:: EXTRAIT DU DOCUMENT ::
★ ★ ★ ★ ★

Fondation de l'Empire (1870-1871). — L'unité allemande en 1870 semblait moins avancée qu'en 1866. La guerre de France l'établit définitivement. Tous les États de l'Allemagne marchèrent sans hésiter avec la Confédération. Puis les victoires remportées ensemble exaltèrent le sentiment de la solidarité allemande.

Avant la fin de la guerre, pendant le siège de Paris, les princes des États du Sud, offrirent leur accession à la Confédération, et sur la proposition du roi de Bavière il fut décidé de rétablir les vieux noms historiques d'Empire (Reich) et Empereur (Kaiser). Ce ne fut qu'une extension de territoire et un changement de nom. Il n'y eut pas de constitution nouvelle. Ce fut par des traités particuliers que les quatre gouvernements du Sud entrèrent dans le Bund, qui désormais s'appela Reich; les plus grands stipulèrent des conditions spéciales, même en matière militaire la Bavière garda ses postes et son uniforme).

★ ★ ★ ★ ★

:: INFORMATIONS FOURNIES ::
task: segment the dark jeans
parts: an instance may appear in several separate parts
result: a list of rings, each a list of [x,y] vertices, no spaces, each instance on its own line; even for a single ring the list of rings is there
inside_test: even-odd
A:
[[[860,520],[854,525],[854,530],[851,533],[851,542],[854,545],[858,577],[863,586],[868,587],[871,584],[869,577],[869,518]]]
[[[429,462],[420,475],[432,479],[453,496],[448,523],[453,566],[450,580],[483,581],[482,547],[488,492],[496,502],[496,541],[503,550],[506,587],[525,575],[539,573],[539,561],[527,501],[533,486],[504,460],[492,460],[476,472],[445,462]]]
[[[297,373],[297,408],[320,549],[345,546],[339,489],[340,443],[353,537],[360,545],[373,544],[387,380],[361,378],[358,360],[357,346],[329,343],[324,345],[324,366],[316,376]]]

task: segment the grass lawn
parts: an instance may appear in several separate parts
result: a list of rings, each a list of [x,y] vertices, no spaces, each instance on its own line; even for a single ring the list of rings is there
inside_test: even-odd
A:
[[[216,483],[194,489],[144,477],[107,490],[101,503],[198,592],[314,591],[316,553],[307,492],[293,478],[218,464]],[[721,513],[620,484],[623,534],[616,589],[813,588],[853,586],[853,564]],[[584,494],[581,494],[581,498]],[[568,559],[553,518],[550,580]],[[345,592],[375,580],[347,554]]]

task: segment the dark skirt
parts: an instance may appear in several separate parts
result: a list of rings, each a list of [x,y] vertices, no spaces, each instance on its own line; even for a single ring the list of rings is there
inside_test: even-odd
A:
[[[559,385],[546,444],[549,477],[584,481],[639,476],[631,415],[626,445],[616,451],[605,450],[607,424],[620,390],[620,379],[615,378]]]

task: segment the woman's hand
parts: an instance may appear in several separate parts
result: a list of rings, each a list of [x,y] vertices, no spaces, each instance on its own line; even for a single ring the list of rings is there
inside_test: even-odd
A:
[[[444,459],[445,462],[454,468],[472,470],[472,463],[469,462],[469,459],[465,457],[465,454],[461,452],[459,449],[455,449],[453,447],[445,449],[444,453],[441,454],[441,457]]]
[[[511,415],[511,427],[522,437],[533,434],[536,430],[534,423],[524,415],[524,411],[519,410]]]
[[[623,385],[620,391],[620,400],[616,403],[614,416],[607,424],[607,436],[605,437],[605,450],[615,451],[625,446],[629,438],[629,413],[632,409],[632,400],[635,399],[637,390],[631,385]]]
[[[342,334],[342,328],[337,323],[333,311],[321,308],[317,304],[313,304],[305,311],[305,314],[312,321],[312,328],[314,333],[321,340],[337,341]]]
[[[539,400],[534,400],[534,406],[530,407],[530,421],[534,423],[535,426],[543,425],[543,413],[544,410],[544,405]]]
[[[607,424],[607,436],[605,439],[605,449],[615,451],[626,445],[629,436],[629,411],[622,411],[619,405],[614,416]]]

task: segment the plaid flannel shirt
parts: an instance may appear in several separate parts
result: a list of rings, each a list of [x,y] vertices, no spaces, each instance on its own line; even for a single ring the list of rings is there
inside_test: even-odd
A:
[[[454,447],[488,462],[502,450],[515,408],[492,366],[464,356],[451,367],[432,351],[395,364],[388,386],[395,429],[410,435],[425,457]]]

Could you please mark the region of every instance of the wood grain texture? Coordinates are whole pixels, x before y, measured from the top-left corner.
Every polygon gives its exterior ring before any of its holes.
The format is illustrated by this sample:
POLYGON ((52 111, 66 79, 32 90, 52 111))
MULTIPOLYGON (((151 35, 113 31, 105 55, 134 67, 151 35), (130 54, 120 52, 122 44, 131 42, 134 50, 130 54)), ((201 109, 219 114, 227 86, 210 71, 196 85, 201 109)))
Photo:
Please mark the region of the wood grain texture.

★ ★ ★ ★ ★

:: EXERCICE PROPOSÉ ::
Dans l'extrait sur la fondation de l'Empire, recopiez tout ce qui va de « Fondation de l'Empire » jusqu'à « la solidarité allemande. ». Les enregistrements n'ont aucun rapport avec l'extrait.

:: RÉSULTAT DE L'EXERCICE ::
Fondation de l'Empire (1870-1871). — L'unité allemande en 1870 semblait moins avancée qu'en 1866. La guerre de France l'établit définitivement. Tous les États de l'Allemagne marchèrent sans hésiter avec la Confédération. Puis les victoires remportées ensemble exaltèrent le sentiment de la solidarité allemande.